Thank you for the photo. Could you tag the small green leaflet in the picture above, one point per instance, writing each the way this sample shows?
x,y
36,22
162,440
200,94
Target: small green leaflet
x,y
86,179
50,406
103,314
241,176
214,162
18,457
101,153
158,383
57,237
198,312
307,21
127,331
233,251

▶ **Your assignment**:
Copy each record above so that no word or mark differs.

▶ **Response to the task**:
Thank you for the photo. Could you tag the small green leaflet in the picture above, one point per instance, writing each the way this sample shows?
x,y
36,22
162,440
200,94
Target: small green leaflet
x,y
86,179
50,406
103,314
241,176
214,162
18,457
101,153
158,383
57,237
198,312
307,21
127,331
233,251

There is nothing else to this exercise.